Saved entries

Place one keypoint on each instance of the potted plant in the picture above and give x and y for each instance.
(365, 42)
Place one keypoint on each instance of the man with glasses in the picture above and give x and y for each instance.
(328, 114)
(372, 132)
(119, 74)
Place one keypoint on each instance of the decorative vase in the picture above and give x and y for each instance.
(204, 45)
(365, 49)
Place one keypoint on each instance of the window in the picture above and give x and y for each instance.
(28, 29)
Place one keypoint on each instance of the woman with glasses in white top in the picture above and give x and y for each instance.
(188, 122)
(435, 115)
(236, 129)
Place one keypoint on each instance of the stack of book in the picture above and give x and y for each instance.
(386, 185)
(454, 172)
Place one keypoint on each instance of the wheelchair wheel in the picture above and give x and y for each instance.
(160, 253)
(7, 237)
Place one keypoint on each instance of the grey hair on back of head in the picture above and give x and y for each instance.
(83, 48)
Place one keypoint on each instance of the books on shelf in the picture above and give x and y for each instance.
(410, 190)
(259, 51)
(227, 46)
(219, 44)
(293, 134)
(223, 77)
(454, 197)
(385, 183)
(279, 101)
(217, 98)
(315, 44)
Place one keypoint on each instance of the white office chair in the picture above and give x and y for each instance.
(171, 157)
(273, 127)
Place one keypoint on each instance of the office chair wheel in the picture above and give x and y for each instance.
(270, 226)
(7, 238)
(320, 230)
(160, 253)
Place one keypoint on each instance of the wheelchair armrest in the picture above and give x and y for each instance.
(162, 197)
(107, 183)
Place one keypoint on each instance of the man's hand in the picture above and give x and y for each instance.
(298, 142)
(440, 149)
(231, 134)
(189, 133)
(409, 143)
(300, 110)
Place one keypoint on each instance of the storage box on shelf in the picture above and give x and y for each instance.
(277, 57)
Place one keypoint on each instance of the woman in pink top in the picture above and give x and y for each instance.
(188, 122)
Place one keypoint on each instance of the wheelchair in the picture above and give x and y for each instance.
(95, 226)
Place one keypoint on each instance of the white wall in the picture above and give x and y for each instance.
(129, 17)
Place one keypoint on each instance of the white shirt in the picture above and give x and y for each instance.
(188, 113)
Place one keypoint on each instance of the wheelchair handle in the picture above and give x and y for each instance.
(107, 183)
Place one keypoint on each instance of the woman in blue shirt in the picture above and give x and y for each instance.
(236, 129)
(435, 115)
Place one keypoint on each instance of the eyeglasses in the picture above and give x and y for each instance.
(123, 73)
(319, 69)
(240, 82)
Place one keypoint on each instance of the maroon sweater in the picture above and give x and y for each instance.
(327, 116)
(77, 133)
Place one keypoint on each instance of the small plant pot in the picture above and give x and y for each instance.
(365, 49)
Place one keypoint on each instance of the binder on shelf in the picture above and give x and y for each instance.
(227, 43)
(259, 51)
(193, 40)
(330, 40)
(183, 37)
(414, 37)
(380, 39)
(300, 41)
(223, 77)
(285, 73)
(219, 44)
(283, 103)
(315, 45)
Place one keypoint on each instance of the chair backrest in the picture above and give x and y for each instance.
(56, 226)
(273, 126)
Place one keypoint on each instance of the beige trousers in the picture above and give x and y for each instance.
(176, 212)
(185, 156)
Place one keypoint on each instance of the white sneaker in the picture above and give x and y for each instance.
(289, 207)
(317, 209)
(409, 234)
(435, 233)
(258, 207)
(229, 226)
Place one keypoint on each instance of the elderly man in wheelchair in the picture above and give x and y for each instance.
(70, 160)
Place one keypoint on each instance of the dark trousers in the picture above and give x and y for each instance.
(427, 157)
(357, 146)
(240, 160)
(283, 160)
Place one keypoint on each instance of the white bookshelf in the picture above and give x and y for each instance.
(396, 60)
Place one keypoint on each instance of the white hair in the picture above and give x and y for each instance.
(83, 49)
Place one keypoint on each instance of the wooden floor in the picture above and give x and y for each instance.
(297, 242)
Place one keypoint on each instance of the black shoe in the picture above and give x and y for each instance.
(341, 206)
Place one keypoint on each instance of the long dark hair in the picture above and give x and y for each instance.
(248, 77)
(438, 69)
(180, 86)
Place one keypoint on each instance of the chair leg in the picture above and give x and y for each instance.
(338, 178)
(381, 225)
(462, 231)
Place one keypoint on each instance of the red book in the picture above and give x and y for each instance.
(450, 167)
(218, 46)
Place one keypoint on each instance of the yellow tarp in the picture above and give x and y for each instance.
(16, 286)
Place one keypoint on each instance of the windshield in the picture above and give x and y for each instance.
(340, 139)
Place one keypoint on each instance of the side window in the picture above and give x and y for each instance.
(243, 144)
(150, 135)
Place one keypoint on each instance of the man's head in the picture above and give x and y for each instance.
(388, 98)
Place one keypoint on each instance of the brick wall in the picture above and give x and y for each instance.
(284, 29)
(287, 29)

Work to complete - Write the entries out a second time. Match them exactly.

Written answer -
Place one keypoint on each instance of the potted plant in the picture above and give x and y for each instance.
(365, 42)
Place one keypoint on each instance of the man with glasses in the picture above and give x and y for each instance.
(328, 114)
(372, 132)
(119, 74)
Place one keypoint on each instance of the decorative vase in the picture above and give x and y for each instance.
(204, 45)
(365, 49)
Place one keypoint on each instance of the window in the picture above and give x and y for each instance.
(28, 29)
Place one keypoint on each instance of the woman with glasses in white top in the picture above and give x and y for each instance.
(188, 122)
(435, 115)
(236, 129)
Place one keypoint on each instance of the stack of book in the picture above and give x and y for each instance.
(386, 185)
(454, 172)
Place one keypoint on each instance of the wheelchair wheel in the picture above and give x and y for each instance.
(160, 253)
(7, 237)
Place one keypoint on each instance of the grey hair on back of head in the picture above and give x and y for each instance.
(83, 48)
Place one keypoint on each instance of the books on shelf in the picture above and give x and y for each instance.
(410, 190)
(259, 51)
(227, 46)
(219, 44)
(293, 134)
(223, 77)
(454, 197)
(385, 183)
(279, 101)
(217, 98)
(315, 44)
Place one keypoint on each instance of the white office chair in the picture above and give x and y for each instance.
(171, 157)
(273, 127)
Place one keypoint on each instance of the office chair wheel in the picture above and give x and y for each instance.
(270, 226)
(7, 238)
(320, 230)
(160, 253)
Place one keypoint on each instance of the wheelchair armrest in the picture above and give x and y for each instance.
(162, 197)
(107, 183)
Place one keypoint on each instance of the man's hand in the picture above and give x and y for each instance.
(298, 142)
(440, 149)
(231, 134)
(189, 133)
(409, 143)
(300, 110)
Place one keypoint on each instance of the storage box on shelf in the picture above and give x and y for each instance.
(277, 57)
Place one keypoint on each instance of the woman in pink top in the picture above and give x and y for each instance.
(188, 122)
Place one keypoint on each instance of the wheelchair in the picture above and give x and y for each instance.
(95, 226)
Place one keypoint on each instance of the white wall in the picture above and give x and y for each instance.
(129, 17)
Place one keypoint on each instance of the white shirt in the picture above and give x and y for each instance.
(188, 113)
Place one keypoint on each instance of the wheelchair handle in the picture above and give x and y for each instance.
(107, 183)
Place one keypoint on each instance of the woman in blue shirt in the picture above and give x and y for each instance.
(236, 129)
(435, 115)
Place one keypoint on each instance of the eyeglasses in the picture above and give x and y for each instance.
(123, 73)
(319, 69)
(240, 82)
Place one keypoint on each instance of the maroon sweater in the picture above and give x and y for each instance.
(327, 116)
(77, 133)
Place one keypoint on each instance of the small plant pot in the picture above and give x and y for each instance.
(365, 49)
Place one keypoint on each instance of the binder on shelf in the picture above and give x and y for each instance.
(227, 43)
(259, 51)
(193, 40)
(330, 40)
(183, 37)
(414, 37)
(380, 39)
(300, 41)
(223, 77)
(285, 73)
(219, 44)
(283, 103)
(315, 45)
Place one keypoint on each instance of the chair backrest in the picture above and give x and y for each instance.
(56, 226)
(273, 126)
Place one keypoint on each instance of the beige trousers in the picture above and give x and y for each instance.
(176, 212)
(185, 156)
Place one keypoint on each instance of the white sneaker in the picture above and give x and y for each instance.
(289, 207)
(317, 209)
(409, 234)
(435, 233)
(258, 207)
(229, 226)
Place one keypoint on each instance of the elderly man in wheelchair in the picture above and give x and y for each instance.
(70, 160)
Place one keypoint on each instance of the dark trousers in the picture above and give x and y for each instance.
(427, 157)
(357, 146)
(240, 160)
(283, 160)
Place one keypoint on each instance of the white bookshelf in the picture above and give x and y for each instance.
(396, 60)
Place one keypoint on each instance of the white hair in the picture above and give x and y for each instance.
(83, 49)
Place one keypoint on each instance of the wooden floor in the picture above and give x and y for each instance.
(297, 242)
Place one keypoint on each instance of the black shoe in the picture above and give x and y for each instance.
(341, 206)
Place one keypoint on each instance of the long dark hair in the picture above and give x and y for each instance.
(248, 77)
(438, 69)
(180, 86)
Place one keypoint on each instance of the chair leg in the picture above and give x and y for each instance.
(338, 178)
(381, 225)
(462, 231)
Place one keypoint on each instance of the red book in the picture above and give x and y for each instance.
(450, 167)
(218, 46)
Place one keypoint on each instance of the yellow tarp in the picture above and give x and y for each instance.
(16, 286)
Place one keypoint on each instance of the windshield in the picture above and give x and y for each instance.
(340, 139)
Place one keypoint on each instance of the side window in the picture above and give x and y for each instance.
(243, 144)
(150, 135)
Place one keypoint on each instance of the man's head in the picture above and give x and y for each instance.
(388, 98)
Place one keypoint on each instance of the brick wall in the picture above and give x and y for each instance.
(284, 29)
(287, 29)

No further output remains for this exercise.